TAREFA A: Conte quantas linhas das entradas abaixo contêm a palavra "background", considerando a diferença entre maiúsculas e minúsculas. Responda só com o número.

TRECHO DO DOCUMENTO:
────────────────────────────────────────
A IRONIA MACHADIANA NA ESCOLHA DOS NOMES**


Tendo em vista o enorme acervo de obras escritas pelo autor, Machado de Assis, optamos em analisar apenas o protagonista Damião do conto intitulado O Caso da Vara, pois avaliamos (e tentaremos provar) que a interpretação desse nome, dentro do conto – além de servir de exemplo para que se fomente uma atenção especial às personagens que povoam, também, outros textos do autor – não estão simplesmente para ornamentar, mas contribuir de maneira essencial e efetiva a sua plena compreensão.
Aqui não exporemos outros acontecimentos, por acreditarmos já terem sido bastante trabalhados por outros críticos que se ocuparam em expor a biografia do autor. Preferimos ocupar-nos, propositalmente, com a parte da vida de Machado que expressa uma pouco sobre sua infância, com o pensamento de que se possa entender um pouco mais sobre as perspectivas contidas na ação dramática de O Caso da Vara, uma vez que o autor nasceu em 1839 e o conto se passa em 1850, período em que o escritor teria onze anos de idade. Em uma passagem do conto percebemos a seguinte coincidência: “Damião olhou para a pequena; era uma negrinha, magricela (...). Contava onze anos”. A mesma idade e o mesmo período em que o pequeno Joaquim Maria Machado de Assis vivera seu décimo primeiro ano de vida. O que não é uma coincidência. Acreditamos que há um comprometimento com o ponto de vista infantil resgatado na perspectiva da infância do autor, não que ele tenha vivenciado fato semelhante, mas na essência de capturar uma personagem inteiramente verossímil.  
Em O Caso da Vara, a trama acontece da seguinte forma: Aturdido pela fuga, Damião, depois de muito pensar, resolve asilar-se na casa de Sinhá Rita, viúva e que mantêm um relacionamento instável com o padrinho do garoto, João Carneiro, relação esta incompreendido pelo seminarista. Movido pela honradez de ver o filho como padre, o pai de Damião obriga-o a estudar em um seminário. Não aceitando a situação, o rapaz, em um ato desesperado, resolve então fugir da instituição. Abrigado, agora, na casa de Sinhá Rita, convence-a a falar com seu padrinho – este que tinha o entregado pessoalmente nas mãos do reitor do seminário – para mediar sua decisão ao pai. Enquanto a história se desenrola, o rapaz, já mais calmo, resolve relaxar um pouco. Como as vizinhas de Sinhá Rita vinham todas as tarde com suas almofadas e seus biltres para bordar sob a atenção da dona da casa que ganhava a vida ensinando e presidindo os encontros, o moço, agora mais tranquilo, resolve interagir contando a elas uma de suas anedotas. Assim como as outras moças, entusiasmadas com a brincadeira, Lucrécia, uma menina negra que bordava em um dos cantos da sala, parou o trabalho e começou a se divertir com o que ouvia. Naturalmente, comovido com a alegria de uma criança de aparência tão sofrida, Damião faz um juramento para si mesmo: resolve apadrinhá-la. Mais tarde, irritada ao ver que o trabalho da menina Lucrécia (que na raiz do latim é algo que se aproxima dos termos rendimento, lucro) não havia “rendido” como deveria, Sinhá Rita pega-a por uma orelha e a arrasta pela sala, mas no momento em que Lucrécia consegue se soltar, sai correndo e implorando para que a senhora parasse de machucá-la. Quando finalmente conseguiu agarrá-la novamente, Sinhá olhou para o seminarista e pediu que lhe alcançasse a vara que estava sobre um móvel perto dele. Naquele momento, até “sentiu-se compungido; mas precisava sair do seminário! Chegou à marquesa, pegou a vara e entregou-a a Sinhá Rita”.
────────────────────────────────────────
TRECHOS DAS ENTRADAS:
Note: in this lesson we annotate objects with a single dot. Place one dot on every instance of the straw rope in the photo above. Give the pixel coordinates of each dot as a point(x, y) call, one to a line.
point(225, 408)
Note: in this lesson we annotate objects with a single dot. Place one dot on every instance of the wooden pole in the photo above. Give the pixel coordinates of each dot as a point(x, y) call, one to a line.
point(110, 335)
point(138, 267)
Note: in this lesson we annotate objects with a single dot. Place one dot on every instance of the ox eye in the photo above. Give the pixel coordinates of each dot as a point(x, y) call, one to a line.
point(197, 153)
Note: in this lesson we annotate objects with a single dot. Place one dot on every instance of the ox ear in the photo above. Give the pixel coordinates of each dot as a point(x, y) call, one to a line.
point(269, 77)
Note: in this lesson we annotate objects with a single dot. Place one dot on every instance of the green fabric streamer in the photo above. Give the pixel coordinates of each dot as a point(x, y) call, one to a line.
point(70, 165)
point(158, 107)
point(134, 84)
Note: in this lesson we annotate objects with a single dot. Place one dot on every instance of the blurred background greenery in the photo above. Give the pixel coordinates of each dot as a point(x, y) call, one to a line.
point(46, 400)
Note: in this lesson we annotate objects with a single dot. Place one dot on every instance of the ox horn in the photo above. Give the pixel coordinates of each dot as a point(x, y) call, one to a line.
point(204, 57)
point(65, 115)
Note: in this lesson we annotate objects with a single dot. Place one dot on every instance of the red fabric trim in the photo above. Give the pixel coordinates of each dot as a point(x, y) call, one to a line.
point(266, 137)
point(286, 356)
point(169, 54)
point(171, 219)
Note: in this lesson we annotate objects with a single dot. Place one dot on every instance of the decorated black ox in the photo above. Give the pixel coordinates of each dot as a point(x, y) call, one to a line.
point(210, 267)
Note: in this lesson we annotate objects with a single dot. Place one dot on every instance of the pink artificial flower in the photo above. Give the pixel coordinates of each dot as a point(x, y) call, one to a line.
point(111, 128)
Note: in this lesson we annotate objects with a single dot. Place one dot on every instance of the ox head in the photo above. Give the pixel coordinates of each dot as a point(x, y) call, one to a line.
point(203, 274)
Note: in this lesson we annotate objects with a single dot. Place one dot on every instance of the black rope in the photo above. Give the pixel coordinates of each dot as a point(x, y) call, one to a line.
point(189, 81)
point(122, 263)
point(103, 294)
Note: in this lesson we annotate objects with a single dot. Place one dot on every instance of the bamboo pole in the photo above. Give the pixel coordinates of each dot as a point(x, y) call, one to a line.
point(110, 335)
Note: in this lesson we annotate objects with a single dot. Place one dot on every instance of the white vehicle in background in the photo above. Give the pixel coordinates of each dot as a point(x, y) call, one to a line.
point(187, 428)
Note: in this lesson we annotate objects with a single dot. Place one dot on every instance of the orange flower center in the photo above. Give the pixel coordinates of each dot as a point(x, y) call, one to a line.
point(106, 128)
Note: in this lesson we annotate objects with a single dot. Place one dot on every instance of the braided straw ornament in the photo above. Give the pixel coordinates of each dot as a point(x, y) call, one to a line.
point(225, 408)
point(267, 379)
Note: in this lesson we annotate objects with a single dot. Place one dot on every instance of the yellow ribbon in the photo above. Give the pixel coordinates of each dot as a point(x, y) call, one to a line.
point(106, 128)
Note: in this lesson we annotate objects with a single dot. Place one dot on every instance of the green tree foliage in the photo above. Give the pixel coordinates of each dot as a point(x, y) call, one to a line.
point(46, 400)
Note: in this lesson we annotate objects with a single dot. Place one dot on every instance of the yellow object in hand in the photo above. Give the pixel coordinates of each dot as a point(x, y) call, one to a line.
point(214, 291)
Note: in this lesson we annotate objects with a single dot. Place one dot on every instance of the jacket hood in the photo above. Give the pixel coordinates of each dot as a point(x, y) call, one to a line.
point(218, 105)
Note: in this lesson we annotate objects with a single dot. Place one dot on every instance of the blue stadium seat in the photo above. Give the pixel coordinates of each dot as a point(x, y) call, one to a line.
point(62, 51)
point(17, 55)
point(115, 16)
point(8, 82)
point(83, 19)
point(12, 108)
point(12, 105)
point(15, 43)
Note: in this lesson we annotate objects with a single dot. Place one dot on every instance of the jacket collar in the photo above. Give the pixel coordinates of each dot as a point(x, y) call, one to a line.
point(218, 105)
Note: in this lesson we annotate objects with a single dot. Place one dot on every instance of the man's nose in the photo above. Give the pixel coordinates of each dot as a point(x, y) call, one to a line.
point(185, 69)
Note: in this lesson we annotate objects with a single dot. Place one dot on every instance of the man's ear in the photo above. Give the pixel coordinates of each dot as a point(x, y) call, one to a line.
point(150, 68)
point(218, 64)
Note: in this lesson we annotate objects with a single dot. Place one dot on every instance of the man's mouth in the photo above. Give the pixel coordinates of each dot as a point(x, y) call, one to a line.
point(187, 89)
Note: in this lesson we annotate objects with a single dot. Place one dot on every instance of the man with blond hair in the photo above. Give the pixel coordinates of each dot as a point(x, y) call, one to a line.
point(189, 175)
────────────────────────────────────────
TAREFA B: Prolongue o ensaio sobre a ironia machadiana em O Caso da Vara, começando logo depois da última frase apresentada.

RESULTADO DO EXERCÍCIO A: 2

RESULTADO DO EXERCÍCIO B:
Dentro das crenças e tradições católicas, resquícios de característica mítica tradicionais, os Santos são entidades reverenciadas e respeitadas como representações equivalentes a algum elemento ou emoções expressas no mundo. Entre Santo Antônio, o casamenteiro; Nossa Senhora dos Navegantes; São Cristóvão, dos motoristas; Negrinho do Pastoreio, o santo que encontra o que está perdido; Santa Rita, a das causas impossíveis (atentem para a missão inquirida a Sinhá Rita no conto: convencer, mesmo que indiretamente, através de João Carneiro, o pai de Damião a aceitar a decisão do filho de não seguir a vida eclesiástica, tarefa quase impossível) e uma infinidade de entidades que fazem parte de um vasto repertório popular religioso, estão os gêmeos São Cosme e Damião, protetores dos inocentes (crianças), Santos estes que, pensando agora em Damião, de O Caso da Vara, nos dão a dimensão exata da intenção que tentou provocar o autor ao optar por um desses nomes, mais especificamente para adequar-se a essência da ação dramática (justamente o momento em que Damião alcança a vara para que a criança seja espancada). A ironia teve seu ciclo: quem deveria proteger – de acordo a promessa e o que se esperava pela expressividade do nome que carregava –, acabou transformando-se, inesperadamente, no veículo da ferramenta da agressão. A sutileza se torna completa em sua sofisticação quando comparamos o nome do seminarista Damião à alcunha “protetora” que permeia o nome de São Damião, um dos Santos cuja essência se firma na crença de que é, junto com o irmão Cosme, um dos protetores de todas as crianças de Deus.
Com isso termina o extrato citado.